MATERIAL SUPPLIED ::
--- START ---

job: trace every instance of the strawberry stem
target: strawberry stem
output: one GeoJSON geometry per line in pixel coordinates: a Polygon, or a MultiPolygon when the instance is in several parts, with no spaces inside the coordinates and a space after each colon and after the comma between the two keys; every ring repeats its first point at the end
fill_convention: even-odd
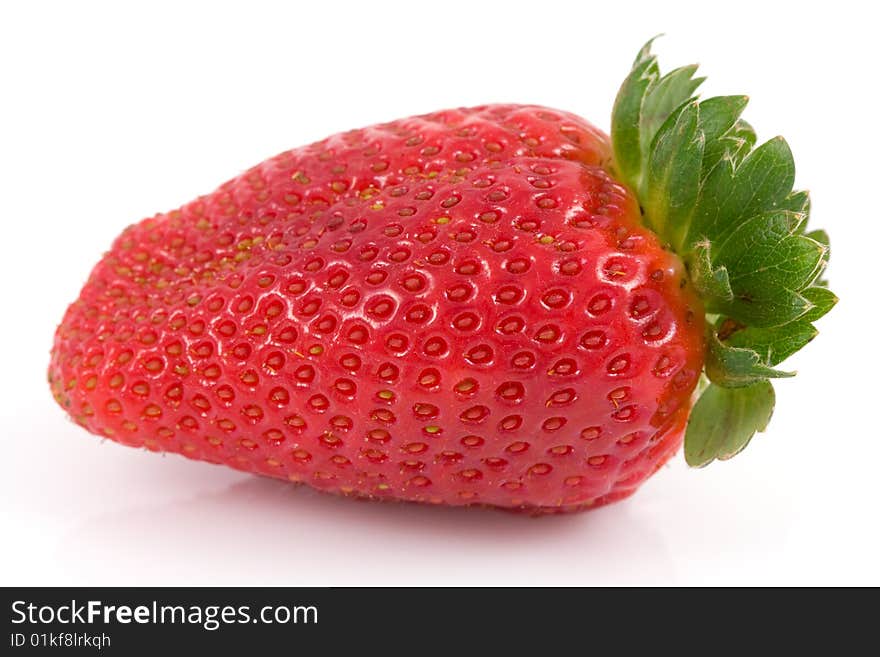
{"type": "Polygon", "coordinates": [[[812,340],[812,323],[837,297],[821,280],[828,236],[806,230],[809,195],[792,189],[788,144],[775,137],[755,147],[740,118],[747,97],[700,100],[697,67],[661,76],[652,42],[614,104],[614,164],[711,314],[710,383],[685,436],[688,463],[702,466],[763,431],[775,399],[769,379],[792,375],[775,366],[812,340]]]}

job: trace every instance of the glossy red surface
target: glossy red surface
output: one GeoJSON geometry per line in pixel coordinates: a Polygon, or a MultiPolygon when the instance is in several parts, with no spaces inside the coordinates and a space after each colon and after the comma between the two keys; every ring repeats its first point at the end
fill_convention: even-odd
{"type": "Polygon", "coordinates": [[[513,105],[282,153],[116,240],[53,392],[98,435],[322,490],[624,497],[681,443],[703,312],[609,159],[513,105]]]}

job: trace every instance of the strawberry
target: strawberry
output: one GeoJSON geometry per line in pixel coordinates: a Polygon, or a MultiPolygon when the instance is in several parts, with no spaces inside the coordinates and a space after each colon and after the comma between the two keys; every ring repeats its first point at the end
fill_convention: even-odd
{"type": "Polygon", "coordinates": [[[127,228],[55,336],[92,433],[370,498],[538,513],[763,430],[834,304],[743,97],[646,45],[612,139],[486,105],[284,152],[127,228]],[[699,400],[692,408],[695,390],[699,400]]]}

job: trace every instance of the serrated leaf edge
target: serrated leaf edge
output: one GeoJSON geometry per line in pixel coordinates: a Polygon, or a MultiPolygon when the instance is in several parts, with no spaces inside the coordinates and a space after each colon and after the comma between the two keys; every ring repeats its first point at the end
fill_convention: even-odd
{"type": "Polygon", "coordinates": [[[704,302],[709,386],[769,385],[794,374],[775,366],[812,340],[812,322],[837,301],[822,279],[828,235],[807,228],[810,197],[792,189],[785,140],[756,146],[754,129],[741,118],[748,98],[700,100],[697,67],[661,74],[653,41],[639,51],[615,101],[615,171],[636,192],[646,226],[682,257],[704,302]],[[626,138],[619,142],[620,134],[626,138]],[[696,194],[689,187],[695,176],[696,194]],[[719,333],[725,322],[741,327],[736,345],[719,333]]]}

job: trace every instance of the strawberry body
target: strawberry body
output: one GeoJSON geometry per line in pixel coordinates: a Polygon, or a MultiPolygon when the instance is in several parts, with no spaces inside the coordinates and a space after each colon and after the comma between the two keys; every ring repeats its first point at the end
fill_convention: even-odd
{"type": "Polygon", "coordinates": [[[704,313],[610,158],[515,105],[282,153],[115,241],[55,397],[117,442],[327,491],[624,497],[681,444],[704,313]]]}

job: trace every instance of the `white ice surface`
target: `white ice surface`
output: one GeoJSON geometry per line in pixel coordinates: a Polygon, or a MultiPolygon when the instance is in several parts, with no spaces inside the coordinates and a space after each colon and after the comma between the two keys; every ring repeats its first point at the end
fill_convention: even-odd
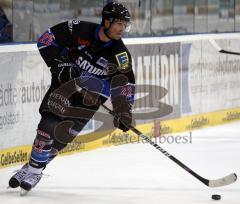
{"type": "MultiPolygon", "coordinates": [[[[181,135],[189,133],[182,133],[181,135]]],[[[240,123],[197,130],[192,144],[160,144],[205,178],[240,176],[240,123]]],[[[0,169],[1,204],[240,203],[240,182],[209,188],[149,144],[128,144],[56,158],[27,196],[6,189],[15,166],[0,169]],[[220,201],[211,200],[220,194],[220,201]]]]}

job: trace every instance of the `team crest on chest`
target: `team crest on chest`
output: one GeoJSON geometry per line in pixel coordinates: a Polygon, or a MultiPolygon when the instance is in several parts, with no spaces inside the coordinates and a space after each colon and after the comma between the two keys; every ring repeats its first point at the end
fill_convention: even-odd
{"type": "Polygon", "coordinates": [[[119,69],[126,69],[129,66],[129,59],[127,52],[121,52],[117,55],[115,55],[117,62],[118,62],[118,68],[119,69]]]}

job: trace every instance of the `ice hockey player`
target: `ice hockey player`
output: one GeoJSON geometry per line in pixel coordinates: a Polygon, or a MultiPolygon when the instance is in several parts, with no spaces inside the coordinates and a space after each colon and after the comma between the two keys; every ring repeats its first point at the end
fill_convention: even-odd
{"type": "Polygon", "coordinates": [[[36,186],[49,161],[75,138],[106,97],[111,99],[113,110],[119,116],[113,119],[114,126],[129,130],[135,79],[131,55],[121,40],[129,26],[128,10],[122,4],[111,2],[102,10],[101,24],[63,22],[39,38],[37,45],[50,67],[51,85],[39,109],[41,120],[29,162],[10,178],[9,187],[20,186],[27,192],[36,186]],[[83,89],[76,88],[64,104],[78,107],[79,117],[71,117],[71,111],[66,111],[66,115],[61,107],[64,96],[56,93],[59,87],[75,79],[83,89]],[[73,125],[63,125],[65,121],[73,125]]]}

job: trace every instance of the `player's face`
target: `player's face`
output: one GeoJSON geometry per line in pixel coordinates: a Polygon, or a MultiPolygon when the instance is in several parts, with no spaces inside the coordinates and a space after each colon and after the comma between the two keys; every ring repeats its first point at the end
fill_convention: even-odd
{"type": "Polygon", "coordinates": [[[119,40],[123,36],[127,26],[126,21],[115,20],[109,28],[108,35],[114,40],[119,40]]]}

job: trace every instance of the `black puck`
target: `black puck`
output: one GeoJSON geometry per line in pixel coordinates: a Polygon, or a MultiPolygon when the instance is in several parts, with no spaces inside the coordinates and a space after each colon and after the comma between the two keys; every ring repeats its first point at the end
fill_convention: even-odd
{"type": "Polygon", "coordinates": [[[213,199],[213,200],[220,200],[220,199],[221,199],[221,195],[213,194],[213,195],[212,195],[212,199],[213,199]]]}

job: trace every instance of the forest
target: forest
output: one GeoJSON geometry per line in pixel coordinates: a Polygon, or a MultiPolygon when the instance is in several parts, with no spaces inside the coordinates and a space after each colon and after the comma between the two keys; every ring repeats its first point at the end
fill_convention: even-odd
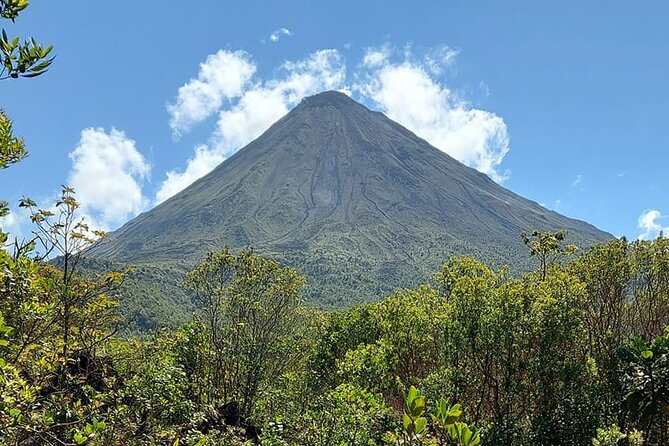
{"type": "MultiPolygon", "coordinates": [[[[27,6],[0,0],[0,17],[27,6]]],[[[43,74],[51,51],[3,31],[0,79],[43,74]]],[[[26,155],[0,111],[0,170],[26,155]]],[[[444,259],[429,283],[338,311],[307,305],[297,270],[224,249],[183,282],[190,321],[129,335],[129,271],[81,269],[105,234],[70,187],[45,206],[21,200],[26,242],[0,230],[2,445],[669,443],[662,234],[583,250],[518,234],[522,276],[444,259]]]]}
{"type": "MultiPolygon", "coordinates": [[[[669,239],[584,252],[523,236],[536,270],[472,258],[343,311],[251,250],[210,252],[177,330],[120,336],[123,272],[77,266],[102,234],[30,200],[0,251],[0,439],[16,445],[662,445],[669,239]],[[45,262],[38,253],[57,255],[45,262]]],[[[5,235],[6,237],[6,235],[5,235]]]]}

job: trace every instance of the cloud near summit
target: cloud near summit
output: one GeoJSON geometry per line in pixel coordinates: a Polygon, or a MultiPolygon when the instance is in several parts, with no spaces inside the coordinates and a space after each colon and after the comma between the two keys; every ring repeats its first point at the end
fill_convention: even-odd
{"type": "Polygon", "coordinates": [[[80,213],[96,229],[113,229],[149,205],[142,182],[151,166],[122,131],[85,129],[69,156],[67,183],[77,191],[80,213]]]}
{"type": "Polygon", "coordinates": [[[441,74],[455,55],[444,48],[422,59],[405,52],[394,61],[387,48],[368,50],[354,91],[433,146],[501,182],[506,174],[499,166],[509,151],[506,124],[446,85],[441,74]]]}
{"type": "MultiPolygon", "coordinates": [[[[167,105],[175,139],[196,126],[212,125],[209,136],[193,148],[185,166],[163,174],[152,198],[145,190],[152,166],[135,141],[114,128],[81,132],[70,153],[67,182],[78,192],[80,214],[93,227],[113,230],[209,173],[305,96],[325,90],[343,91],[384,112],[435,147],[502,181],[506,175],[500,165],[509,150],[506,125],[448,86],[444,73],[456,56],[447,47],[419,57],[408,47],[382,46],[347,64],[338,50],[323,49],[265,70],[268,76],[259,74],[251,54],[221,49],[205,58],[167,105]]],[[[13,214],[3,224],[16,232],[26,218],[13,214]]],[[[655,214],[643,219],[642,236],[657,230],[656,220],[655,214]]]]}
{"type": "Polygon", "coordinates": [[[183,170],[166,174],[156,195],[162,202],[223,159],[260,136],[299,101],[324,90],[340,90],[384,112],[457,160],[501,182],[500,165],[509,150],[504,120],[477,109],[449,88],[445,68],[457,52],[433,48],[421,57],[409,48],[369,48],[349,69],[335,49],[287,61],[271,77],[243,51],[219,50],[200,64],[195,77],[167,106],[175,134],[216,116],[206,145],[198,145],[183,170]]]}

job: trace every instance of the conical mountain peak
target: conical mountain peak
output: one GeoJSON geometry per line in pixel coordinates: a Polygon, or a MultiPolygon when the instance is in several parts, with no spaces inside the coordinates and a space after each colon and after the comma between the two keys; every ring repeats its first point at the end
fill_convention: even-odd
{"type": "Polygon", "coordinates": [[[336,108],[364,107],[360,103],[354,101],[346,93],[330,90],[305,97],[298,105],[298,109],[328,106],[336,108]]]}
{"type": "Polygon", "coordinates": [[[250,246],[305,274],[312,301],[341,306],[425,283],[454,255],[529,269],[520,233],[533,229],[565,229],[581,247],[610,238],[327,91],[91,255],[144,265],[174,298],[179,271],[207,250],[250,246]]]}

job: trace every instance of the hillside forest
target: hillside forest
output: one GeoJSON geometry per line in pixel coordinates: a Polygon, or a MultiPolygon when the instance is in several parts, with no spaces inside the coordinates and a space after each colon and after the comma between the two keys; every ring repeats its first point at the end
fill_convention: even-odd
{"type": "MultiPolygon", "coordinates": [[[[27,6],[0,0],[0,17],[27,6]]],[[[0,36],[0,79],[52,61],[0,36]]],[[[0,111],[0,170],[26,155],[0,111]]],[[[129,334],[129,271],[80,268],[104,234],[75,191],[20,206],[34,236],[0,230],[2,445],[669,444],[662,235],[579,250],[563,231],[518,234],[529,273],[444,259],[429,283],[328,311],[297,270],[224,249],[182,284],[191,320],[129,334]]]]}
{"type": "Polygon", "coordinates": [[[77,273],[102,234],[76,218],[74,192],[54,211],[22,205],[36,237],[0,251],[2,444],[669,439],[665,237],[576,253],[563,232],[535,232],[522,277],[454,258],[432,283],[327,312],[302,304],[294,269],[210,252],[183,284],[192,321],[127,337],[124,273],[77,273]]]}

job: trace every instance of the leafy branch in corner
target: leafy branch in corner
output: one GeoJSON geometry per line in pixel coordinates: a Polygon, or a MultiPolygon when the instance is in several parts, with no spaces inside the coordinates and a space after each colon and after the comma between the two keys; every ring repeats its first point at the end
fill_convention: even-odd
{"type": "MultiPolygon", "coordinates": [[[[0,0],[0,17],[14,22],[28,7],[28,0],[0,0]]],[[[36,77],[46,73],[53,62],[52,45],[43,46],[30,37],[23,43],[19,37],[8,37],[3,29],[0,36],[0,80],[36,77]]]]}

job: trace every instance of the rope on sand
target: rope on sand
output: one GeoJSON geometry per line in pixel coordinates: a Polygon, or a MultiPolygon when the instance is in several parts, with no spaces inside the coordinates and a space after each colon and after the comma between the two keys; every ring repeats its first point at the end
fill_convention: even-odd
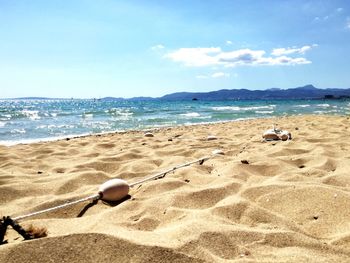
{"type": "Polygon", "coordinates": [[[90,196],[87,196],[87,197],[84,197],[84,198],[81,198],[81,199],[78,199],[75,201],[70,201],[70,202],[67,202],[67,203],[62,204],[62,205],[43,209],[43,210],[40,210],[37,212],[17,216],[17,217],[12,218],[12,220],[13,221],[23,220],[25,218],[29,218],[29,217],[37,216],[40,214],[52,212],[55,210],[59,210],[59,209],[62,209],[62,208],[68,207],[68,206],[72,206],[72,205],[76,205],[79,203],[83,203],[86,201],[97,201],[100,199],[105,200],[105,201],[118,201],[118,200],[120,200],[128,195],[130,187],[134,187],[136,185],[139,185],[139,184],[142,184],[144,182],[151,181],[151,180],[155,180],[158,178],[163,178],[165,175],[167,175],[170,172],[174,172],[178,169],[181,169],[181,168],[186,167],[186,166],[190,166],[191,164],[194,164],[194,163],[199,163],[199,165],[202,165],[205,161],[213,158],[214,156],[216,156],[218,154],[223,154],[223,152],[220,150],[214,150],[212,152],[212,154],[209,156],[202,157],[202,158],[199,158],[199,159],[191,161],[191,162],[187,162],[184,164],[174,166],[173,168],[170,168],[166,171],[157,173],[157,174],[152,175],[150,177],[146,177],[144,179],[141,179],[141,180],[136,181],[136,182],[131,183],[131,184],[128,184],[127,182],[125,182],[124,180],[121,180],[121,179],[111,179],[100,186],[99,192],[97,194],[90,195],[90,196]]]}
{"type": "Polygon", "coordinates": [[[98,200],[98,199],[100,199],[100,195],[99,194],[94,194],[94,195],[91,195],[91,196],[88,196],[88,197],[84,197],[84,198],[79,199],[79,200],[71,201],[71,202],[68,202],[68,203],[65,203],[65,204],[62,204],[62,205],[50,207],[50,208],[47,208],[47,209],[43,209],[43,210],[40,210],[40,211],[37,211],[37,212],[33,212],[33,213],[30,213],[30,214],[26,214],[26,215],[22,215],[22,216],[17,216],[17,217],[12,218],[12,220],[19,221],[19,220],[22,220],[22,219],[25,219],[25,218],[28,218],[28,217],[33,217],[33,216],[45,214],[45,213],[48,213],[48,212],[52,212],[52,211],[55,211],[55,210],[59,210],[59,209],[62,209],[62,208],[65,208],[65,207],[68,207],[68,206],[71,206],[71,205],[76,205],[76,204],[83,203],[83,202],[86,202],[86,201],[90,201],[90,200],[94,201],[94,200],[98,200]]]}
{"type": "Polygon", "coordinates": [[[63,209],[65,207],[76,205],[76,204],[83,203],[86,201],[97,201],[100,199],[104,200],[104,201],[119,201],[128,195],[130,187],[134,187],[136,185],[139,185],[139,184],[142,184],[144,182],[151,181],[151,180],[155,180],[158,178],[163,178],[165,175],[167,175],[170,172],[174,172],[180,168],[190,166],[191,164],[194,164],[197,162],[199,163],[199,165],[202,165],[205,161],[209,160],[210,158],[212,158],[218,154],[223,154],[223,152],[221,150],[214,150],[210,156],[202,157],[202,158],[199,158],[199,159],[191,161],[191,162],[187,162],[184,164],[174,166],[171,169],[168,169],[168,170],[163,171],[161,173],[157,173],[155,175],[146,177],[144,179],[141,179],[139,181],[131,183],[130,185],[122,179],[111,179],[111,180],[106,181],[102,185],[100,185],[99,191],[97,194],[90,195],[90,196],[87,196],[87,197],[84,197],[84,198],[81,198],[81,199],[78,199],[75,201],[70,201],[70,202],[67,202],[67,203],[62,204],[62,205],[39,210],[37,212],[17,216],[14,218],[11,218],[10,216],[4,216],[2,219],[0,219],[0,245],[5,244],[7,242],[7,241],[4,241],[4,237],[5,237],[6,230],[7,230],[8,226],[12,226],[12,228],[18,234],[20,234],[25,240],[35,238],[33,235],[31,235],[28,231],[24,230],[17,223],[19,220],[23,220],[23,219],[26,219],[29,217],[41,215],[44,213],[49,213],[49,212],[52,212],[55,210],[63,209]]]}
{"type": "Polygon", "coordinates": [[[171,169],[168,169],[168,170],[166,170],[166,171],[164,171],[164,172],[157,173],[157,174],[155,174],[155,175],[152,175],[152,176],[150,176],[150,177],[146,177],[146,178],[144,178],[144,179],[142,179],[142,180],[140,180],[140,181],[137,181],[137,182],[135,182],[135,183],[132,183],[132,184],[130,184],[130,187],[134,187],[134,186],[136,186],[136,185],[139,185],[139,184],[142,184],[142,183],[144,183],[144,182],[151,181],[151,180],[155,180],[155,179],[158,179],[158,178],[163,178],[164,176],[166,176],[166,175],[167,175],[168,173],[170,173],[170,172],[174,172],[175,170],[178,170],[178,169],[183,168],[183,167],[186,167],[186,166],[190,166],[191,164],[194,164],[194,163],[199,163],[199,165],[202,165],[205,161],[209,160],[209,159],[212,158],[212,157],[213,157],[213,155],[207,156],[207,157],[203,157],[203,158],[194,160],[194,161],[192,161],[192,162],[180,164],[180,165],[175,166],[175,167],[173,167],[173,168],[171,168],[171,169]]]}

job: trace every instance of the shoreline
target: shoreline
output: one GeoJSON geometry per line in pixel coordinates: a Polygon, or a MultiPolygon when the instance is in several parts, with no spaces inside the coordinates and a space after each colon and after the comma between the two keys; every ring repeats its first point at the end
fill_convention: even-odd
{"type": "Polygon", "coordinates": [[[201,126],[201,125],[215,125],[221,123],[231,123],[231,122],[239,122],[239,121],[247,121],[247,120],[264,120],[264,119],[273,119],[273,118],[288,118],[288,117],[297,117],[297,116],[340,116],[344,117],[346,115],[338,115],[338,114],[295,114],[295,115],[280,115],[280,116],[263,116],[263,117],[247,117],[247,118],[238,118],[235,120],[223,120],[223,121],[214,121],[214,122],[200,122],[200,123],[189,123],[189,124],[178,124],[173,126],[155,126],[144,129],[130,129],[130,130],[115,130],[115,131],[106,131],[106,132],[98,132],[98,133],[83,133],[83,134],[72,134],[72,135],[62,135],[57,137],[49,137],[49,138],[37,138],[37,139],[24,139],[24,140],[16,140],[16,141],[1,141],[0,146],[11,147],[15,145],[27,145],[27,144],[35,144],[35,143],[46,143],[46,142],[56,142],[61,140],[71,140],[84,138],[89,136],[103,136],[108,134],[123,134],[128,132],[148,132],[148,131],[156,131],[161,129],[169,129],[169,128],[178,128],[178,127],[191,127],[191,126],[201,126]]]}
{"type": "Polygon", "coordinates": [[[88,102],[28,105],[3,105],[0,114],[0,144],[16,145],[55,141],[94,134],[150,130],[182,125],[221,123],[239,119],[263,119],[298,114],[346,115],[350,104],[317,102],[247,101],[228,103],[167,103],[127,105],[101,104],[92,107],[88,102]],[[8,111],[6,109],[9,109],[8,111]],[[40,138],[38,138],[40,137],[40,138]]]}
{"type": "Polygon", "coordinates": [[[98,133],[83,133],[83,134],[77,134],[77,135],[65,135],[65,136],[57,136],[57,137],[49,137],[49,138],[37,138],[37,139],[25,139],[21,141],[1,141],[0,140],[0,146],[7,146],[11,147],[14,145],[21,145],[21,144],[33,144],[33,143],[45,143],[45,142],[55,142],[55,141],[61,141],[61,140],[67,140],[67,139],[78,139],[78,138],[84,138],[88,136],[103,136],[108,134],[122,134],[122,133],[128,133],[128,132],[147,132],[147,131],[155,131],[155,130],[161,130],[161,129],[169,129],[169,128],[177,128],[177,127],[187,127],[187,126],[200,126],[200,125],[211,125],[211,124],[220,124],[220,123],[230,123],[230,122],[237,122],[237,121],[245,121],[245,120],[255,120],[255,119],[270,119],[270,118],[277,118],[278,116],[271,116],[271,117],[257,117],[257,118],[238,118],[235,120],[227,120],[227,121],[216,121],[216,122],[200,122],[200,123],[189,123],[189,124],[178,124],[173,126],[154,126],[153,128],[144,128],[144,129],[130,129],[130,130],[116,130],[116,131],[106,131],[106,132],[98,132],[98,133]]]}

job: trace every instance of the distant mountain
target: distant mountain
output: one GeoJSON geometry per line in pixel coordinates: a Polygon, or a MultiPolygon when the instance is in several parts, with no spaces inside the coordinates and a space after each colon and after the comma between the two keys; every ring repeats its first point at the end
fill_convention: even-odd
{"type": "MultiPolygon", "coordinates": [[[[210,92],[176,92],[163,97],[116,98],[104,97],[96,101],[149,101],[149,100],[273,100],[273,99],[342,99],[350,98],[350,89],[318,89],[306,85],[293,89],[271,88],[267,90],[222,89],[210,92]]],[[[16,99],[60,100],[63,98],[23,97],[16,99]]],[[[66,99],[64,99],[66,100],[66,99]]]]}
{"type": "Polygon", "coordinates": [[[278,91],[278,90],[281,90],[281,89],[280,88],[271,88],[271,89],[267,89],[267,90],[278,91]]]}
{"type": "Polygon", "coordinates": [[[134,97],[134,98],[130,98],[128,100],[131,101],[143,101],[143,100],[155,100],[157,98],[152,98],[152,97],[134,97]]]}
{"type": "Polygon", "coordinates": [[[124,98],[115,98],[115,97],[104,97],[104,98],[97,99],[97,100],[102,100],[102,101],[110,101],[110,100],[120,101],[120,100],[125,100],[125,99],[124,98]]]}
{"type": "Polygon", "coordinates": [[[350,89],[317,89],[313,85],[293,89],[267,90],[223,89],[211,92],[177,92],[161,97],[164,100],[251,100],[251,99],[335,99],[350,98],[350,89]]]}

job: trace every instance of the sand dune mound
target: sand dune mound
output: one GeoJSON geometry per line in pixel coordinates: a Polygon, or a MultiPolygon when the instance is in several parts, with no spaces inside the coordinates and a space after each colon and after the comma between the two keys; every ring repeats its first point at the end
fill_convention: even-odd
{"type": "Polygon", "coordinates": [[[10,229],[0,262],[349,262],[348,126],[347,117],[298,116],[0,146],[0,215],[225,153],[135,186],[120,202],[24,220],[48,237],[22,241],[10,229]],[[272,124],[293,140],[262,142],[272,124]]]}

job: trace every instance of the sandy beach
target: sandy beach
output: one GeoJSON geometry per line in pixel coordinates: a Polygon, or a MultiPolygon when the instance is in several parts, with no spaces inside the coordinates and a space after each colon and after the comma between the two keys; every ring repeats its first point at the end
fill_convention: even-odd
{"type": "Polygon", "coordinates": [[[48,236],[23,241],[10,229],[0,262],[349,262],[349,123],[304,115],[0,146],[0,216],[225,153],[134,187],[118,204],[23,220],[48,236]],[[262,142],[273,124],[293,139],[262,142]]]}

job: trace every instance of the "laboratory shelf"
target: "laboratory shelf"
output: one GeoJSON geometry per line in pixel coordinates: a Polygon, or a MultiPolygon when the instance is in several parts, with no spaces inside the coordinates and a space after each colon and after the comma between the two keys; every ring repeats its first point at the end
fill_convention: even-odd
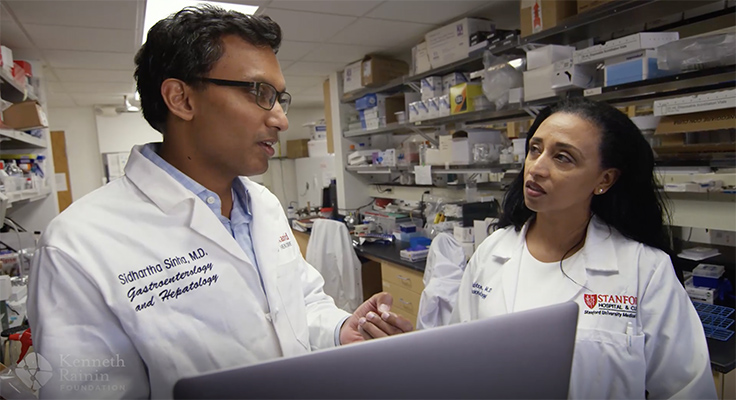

--- END ---

EXERCISE REQUIREMENTS :: Search the entries for the string "serrated" and return each line where it turns up.

WRITTEN SOLUTION ::
job: trace every instance of the serrated leaf edge
target: serrated leaf edge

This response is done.